→ PROBLEM REQUIREMENTS: State how many lines of the records that follow contain the word "below". Give only the number.
-- Begin DATA FOR THIS TASK --
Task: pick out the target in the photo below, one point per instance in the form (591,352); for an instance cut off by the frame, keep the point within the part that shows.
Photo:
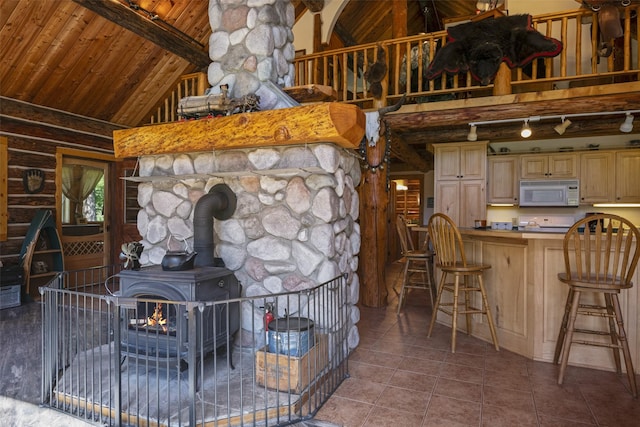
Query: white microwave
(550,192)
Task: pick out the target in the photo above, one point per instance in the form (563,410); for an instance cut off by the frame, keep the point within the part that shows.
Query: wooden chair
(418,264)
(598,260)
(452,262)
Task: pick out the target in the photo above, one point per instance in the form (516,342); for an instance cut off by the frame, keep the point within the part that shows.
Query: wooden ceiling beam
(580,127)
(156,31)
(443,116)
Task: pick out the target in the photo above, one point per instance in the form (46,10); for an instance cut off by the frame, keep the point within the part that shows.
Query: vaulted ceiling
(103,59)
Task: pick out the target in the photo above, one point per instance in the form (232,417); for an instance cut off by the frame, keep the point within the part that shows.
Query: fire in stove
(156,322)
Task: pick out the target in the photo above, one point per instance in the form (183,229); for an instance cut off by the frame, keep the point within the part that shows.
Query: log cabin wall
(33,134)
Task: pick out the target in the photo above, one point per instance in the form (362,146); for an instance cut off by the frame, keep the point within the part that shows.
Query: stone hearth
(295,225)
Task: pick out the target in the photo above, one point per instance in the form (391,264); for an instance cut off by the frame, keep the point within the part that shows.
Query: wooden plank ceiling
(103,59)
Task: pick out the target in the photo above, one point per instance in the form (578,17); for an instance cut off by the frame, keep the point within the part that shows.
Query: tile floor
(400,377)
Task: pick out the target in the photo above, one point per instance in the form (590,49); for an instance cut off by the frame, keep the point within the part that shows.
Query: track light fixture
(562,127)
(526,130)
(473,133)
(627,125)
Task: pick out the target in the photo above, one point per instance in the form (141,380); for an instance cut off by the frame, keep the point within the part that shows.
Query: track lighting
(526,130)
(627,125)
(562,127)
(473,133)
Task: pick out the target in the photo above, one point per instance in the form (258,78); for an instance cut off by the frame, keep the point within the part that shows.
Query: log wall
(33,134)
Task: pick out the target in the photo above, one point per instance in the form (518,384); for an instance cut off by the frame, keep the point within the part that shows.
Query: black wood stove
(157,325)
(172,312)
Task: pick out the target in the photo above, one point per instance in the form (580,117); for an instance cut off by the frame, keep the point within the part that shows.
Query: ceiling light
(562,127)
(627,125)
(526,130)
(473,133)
-- End DATA FOR THIS TASK --
-- Begin DATA FOR THIS TASK --
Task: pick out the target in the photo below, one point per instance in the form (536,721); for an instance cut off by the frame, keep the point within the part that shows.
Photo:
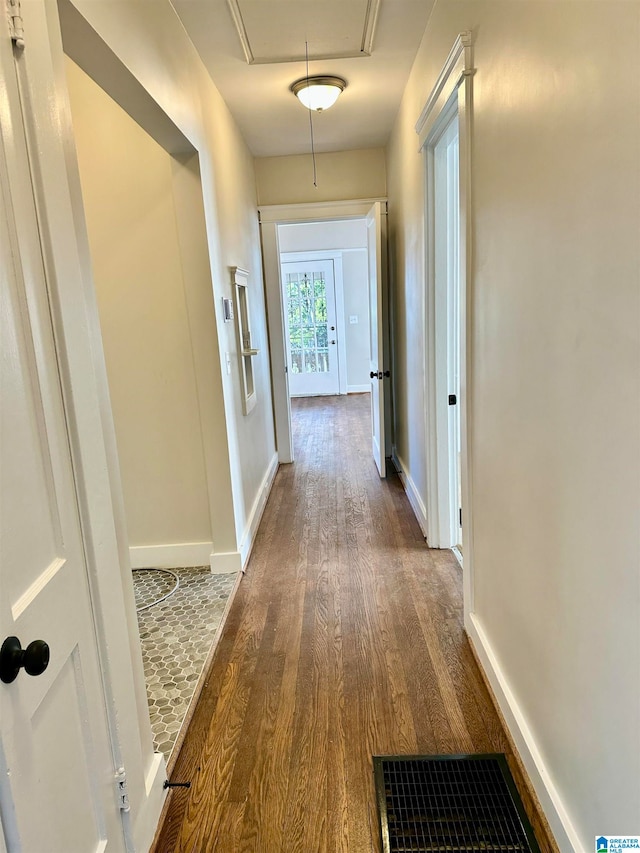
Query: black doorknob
-- End DATA FOR THIS TASK --
-- Begin DATA FOR THIS TASK --
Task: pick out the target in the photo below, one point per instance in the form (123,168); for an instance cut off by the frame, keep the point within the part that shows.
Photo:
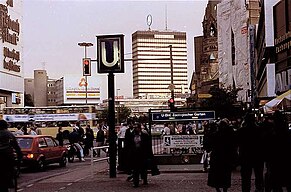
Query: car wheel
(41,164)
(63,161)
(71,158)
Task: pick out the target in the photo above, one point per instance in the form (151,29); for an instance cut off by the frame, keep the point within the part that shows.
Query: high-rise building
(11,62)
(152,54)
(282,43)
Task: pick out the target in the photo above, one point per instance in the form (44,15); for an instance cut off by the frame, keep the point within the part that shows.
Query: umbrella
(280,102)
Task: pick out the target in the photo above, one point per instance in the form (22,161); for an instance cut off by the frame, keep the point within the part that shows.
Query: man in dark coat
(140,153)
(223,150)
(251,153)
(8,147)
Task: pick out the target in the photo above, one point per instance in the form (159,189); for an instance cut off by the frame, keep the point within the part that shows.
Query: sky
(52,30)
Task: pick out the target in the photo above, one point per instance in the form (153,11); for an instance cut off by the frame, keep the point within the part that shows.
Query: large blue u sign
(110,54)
-- End DATA FOR THIS TASK --
→ THE REPLY: 3